Stored data entries
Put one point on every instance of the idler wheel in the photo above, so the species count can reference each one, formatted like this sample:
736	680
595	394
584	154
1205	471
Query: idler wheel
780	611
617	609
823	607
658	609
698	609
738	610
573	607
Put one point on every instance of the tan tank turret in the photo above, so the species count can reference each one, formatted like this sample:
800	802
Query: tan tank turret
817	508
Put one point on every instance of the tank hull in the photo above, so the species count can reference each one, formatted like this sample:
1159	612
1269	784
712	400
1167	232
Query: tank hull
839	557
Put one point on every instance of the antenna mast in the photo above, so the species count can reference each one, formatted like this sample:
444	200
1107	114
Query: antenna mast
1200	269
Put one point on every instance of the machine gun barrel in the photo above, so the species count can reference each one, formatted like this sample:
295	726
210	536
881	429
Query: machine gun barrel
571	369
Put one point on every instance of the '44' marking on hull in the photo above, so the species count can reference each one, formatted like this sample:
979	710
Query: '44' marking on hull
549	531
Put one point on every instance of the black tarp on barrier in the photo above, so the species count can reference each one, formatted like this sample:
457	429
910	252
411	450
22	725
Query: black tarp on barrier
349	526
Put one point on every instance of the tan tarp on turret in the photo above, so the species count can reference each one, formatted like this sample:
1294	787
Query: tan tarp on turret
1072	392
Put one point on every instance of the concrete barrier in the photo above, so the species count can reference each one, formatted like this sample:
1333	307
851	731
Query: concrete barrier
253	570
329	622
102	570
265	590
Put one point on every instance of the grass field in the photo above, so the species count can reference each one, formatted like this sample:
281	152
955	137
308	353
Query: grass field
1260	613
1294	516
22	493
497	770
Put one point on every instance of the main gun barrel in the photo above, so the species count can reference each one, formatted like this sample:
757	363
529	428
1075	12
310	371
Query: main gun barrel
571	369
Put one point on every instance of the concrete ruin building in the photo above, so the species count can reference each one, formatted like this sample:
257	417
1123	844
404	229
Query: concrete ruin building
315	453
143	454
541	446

- _What you are asked to do_
Copy the records above exactly.

- _Task output_
Put one point on every instance of the idler wheel in the photo above, so the species count can reference each one, formatted like this sample:
736	680
595	394
584	154
1205	471
Query: idler wheel
780	611
617	609
823	607
658	609
698	609
738	610
573	607
Put one point on every instance of the tan tank turret in the photo above, so the species count can reference each one, formatted like this sample:
800	802
Query: tan tank turret
817	508
Put one point on every instance of the tank hull in the photo above, so the species count can reference each one, formatted like this sample:
1159	612
1269	784
712	400
1167	232
Query: tank hull
839	557
Put one point on every instance of the antenna mast in the photo above, so the species count can reference each one, formatted like this sample:
444	200
1107	114
Query: antenna mast
1200	269
Put one point on every instance of the machine gun barrel in the photo above, so the species count can reference each one, formatted like this sample:
295	726
210	536
881	429
Query: machine gun barrel
571	369
Put one point on every instance of the '44' marking on hull in the photo above, so the species count can reference each one, formatted like this sample:
979	710
Query: '44' marking on hull
549	531
Put one point on every instance of the black tarp on barrier in the photo above, so the species count can reference each one, formatted like this sample:
457	429
910	252
411	450
22	725
Query: black tarp on barrier
349	526
Put one point on every instance of the tan tarp on turret in the photo above, so the species count can reference each one, formatted like this sample:
1294	787
Query: tan tarp on turret
1072	392
Put one point on every instance of the concrete barrier in the photo above, so the species count can reference each one, formatted like this sample:
1333	307
851	731
Query: concrete barrier
253	570
329	622
102	570
265	590
Put one point on every instance of the grass field in the photo above, so the species count can reference each one, formatted like this sample:
281	152
955	137
308	353
Query: grass field
1260	613
1294	516
22	493
497	770
Put one point on every instance of the main gun barrel in the photo above, so the species count can reference each one, formatted like this sample:
757	363
529	428
1075	12
310	371
Query: main gun barrel
571	369
Put one point on every instance of the concrete ruin building in the photo above, so the species count can reference each one, formatted like this sample:
257	417
1123	844
404	229
Query: concrete ruin building
315	453
143	454
541	446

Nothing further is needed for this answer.